-------- Исходный текст --------

Игорь Гревцев. Переосмысление классики: М. Ю. Лермонтов «Герой нашего времени»

(Окончание)

 «За что вы все меня ненавидите?», – этот вопрос Печорина подобен такому же вопросу палача к своей жертве. Но ведь палачу и нужно, чтобы жертва его боялась, т.е. ненавидела. Иначе, какой же он палач?

Подобно сатане, Печорин требует от всех любви к себе, ибо в его понимании любовь есть преклонение перед его могуществом и властью над людьми. Но тут же, подобно сатане, он возбуждает в любящих его людях ненависть к себе, потому что она есть пища для его души, которая до самых глубин сама пронизана ненавистью, т.е. неспособностью любить. Может быть, Печорин поступает так неосознанно, так же, как неосознанно дышит, но от этого он становится ещё более страшным и бесчеловечным. Неосознанность поступка означает его естественность для данного человека, и, значит, невозможность поступать иначе. Бесы не в состоянии творить добро не потому, что не хотят, а потому, что зло – это их единственно возможный способ существования, как для рыбы, которая не живёт на суше не потому, что не хочет, а потому, что не может.

-------- Перечень записей --------

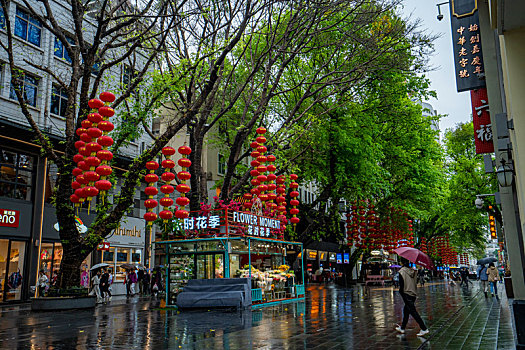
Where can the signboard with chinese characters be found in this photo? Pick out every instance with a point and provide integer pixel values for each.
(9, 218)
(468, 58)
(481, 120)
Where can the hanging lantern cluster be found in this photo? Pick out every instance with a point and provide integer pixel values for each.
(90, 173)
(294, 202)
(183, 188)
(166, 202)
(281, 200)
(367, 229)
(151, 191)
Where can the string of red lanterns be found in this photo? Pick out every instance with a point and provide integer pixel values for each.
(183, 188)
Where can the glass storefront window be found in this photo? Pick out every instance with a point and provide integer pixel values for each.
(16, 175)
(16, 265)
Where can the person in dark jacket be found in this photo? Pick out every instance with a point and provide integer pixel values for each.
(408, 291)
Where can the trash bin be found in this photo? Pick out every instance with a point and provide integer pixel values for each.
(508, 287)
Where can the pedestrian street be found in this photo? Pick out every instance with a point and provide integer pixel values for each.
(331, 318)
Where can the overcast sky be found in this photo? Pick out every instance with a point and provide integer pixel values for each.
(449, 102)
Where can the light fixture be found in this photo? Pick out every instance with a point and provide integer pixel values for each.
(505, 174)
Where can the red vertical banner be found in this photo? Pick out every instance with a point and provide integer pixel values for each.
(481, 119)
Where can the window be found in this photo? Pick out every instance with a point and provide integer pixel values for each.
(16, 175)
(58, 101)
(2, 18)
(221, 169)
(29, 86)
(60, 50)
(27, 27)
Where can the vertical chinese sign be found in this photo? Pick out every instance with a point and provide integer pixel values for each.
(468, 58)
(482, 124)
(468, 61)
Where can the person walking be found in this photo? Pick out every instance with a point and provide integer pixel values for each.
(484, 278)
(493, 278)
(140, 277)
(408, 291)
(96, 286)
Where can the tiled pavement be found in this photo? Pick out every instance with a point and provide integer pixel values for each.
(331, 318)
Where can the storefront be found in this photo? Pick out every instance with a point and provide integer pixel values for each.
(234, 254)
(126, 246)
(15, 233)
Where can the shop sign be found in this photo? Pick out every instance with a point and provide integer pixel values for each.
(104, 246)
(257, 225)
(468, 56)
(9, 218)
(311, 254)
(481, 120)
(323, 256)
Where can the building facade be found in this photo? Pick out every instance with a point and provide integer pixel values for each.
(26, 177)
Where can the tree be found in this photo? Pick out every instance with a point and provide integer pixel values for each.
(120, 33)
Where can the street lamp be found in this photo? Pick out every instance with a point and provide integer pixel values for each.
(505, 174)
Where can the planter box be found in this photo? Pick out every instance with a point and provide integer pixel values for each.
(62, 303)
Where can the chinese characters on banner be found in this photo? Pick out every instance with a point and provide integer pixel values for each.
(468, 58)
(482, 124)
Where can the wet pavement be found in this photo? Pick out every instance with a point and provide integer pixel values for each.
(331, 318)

--------
-------- Перечень записей --------

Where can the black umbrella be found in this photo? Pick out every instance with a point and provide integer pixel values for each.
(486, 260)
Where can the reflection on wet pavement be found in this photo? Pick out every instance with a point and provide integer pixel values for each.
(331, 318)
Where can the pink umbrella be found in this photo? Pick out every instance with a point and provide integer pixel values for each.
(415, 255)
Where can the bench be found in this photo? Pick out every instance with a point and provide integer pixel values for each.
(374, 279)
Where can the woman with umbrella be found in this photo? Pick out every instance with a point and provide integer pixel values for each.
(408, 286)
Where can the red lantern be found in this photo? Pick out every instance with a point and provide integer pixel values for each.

--------
-------- Перечень записей --------

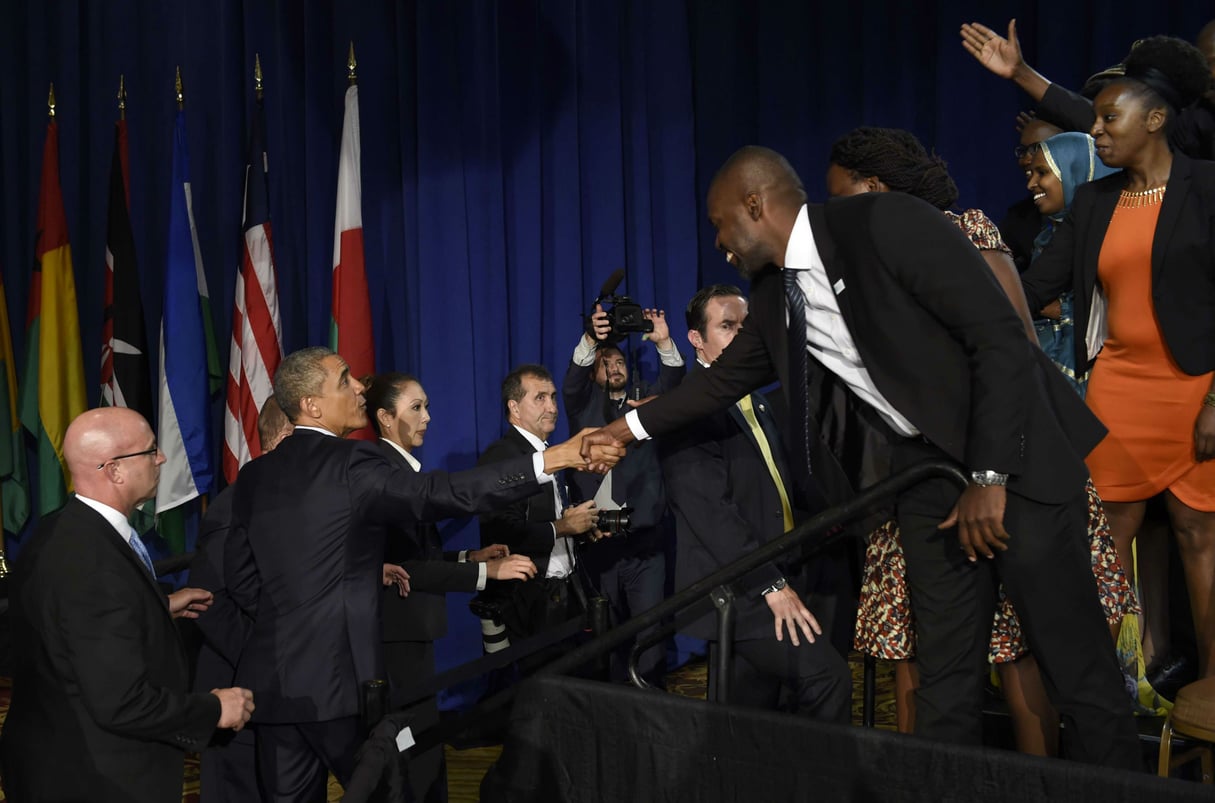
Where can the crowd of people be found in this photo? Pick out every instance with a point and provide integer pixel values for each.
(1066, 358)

--------

▶ Что нужно сделать
1) Определите, согласуется ли с исходным текстом каждое из утверждений (a), (b) и (c), и для каждого ответьте «да» или «нет», дословно приведя решающие слова текста. (a) Печорин сравнивается с сатаной. (b) Бесы не творят добро потому, что не хотят. (c) Неосознанность поступков делает Печорина менее страшным.
2) Укажите, сколько строк в записях содержат слово «pavement», и не пишите ничего, кроме этого числа.

▶ Ответы к заданиям
1)
(a) Да: «Подобно сатане, Печорин требует от всех любви к себе».
(b) Нет: «Бесы не в состоянии творить добро не потому, что не хотят, а потому, что зло – это их единственно возможный способ существования».
(c) Нет: «но от этого он становится ещё более страшным и бесчеловечным».

2) 3